Dataset entries -
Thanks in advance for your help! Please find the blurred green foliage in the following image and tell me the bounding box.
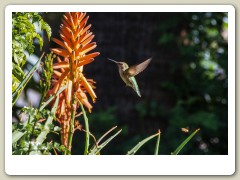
[165,13,227,154]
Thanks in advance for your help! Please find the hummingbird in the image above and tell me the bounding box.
[107,57,152,97]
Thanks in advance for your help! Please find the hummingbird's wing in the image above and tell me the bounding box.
[126,58,152,77]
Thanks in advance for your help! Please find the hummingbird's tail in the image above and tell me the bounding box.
[130,77,141,97]
[136,90,141,97]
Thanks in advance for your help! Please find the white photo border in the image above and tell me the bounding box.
[5,5,235,175]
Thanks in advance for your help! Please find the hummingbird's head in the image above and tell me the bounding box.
[108,58,129,71]
[116,62,129,71]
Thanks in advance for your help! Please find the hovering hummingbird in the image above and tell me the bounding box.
[108,57,152,97]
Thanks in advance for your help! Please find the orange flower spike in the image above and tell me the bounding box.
[49,12,100,148]
[67,80,73,106]
[62,18,71,30]
[65,13,75,30]
[53,70,62,77]
[71,50,76,73]
[74,36,81,51]
[79,16,89,30]
[73,13,78,26]
[78,52,100,62]
[76,90,93,112]
[57,56,67,73]
[81,42,96,51]
[78,12,87,25]
[69,14,76,31]
[87,80,96,90]
[71,50,76,62]
[80,24,92,36]
[52,70,70,95]
[79,32,92,44]
[74,26,80,39]
[65,12,71,19]
[60,26,71,40]
[60,98,66,116]
[60,34,72,49]
[60,69,70,80]
[51,48,70,58]
[63,41,73,54]
[70,31,75,45]
[87,79,96,84]
[53,61,69,70]
[64,13,72,26]
[64,57,69,63]
[52,38,66,49]
[76,42,96,57]
[64,87,68,105]
[65,26,73,35]
[75,12,80,17]
[80,43,97,56]
[77,58,94,67]
[81,96,92,113]
[51,81,60,94]
[81,75,97,102]
[82,35,95,47]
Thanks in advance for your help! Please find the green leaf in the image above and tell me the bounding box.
[36,95,59,144]
[29,151,42,155]
[89,128,122,155]
[12,130,26,144]
[12,53,43,106]
[35,33,43,50]
[79,102,90,155]
[39,84,67,111]
[40,20,52,40]
[154,130,161,155]
[12,63,25,82]
[171,128,200,155]
[12,13,52,106]
[127,131,160,155]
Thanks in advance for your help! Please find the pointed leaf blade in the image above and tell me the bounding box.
[171,128,200,155]
[127,131,160,155]
[89,129,122,155]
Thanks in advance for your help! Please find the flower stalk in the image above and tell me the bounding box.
[49,12,100,153]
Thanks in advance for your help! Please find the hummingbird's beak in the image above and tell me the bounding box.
[107,58,118,63]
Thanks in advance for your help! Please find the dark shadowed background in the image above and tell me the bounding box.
[13,12,228,155]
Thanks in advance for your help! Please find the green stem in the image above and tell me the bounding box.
[79,102,90,155]
[154,129,161,155]
[67,91,76,155]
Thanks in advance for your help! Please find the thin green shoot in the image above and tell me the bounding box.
[79,102,90,155]
[127,130,160,155]
[171,128,200,155]
[89,128,122,155]
[154,129,161,155]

Task item - Repeat the entries exactly and keep the pictures out of the copy.

Solution to this exercise -
Thanks in advance for your help! Please find the blurred green foliage in the following image and tell me the bounding box.
[165,13,227,154]
Thanks in advance for your help! Please find the hummingbird in the image above and tell me the bounding box.
[107,57,152,97]
Thanks in advance for your help! Please find the hummingbird's wing in the image above and tell me the bounding box.
[126,58,152,77]
Thanks in advance for your help! Please find the hummingbird's tail in the image above and tell me the bounding box.
[130,77,141,97]
[136,90,141,97]
Thanks in advance for your help! Please find the white photo border in the image above and tell me the bounding box.
[5,5,235,175]
Thanks in advance for your help! Please find the hummingbird's head in the image above and tell me the bounding box.
[108,58,129,71]
[116,62,129,71]
Thanks in advance for your help! Please find the hovering hummingbird in the image above and tell me the bounding box.
[108,57,152,97]
Thanks in advance for your help! Please find the orange flower spike in the image above and tell me the bounding box.
[49,12,100,148]
[67,80,73,106]
[62,18,71,30]
[65,13,75,30]
[53,70,62,77]
[71,50,76,73]
[74,36,81,51]
[79,16,89,30]
[73,13,78,26]
[78,52,100,62]
[76,90,93,112]
[57,56,67,73]
[81,42,96,51]
[78,12,87,25]
[69,14,76,31]
[87,80,96,90]
[71,50,76,62]
[80,24,92,36]
[52,70,70,95]
[79,32,92,44]
[74,26,80,39]
[65,12,71,19]
[60,26,71,40]
[60,98,66,116]
[60,34,72,49]
[60,69,70,80]
[51,48,70,58]
[63,41,73,54]
[70,31,75,45]
[87,79,96,84]
[53,61,69,70]
[64,13,72,26]
[64,57,69,63]
[52,38,66,49]
[76,42,96,57]
[64,87,68,105]
[65,26,73,35]
[75,12,80,17]
[80,43,97,56]
[77,58,94,67]
[81,96,92,113]
[51,81,60,94]
[81,75,97,102]
[82,35,95,47]
Thanks in advance for your help! Please find the green leaf in the image above and tell me the bounding box.
[36,95,59,144]
[29,151,42,155]
[89,128,122,155]
[12,130,26,144]
[12,53,43,106]
[35,33,43,50]
[79,102,90,155]
[39,84,67,111]
[40,20,52,40]
[154,130,161,155]
[12,63,25,82]
[171,128,200,155]
[12,13,52,106]
[127,131,160,155]
Thanks in advance for your help! Please find the pointed leaf blade in the image above and tell me the bounding box.
[171,128,200,155]
[127,131,160,155]
[89,129,122,155]
Thanks in advance for your help! Please find the flower stalk in the image above and tell me the bounding box.
[49,12,100,153]
Thanks in advance for your help! Please find the hummingbird's beak in the image above and tell me the bounding box.
[107,58,118,63]
Thanks in advance for your help! Please find the dark shadowed background in the image above and tell me the bounding box.
[13,12,228,155]
Thanks in advance for your help! Please find the green stem in the image above and tell me the bounding box.
[79,102,90,155]
[154,129,161,155]
[67,91,76,155]
Thanks in advance for your help! Please find the thin green shoot in the image above and tell me the bounding box.
[79,102,90,155]
[127,130,160,155]
[171,128,200,155]
[89,128,122,155]
[154,129,161,155]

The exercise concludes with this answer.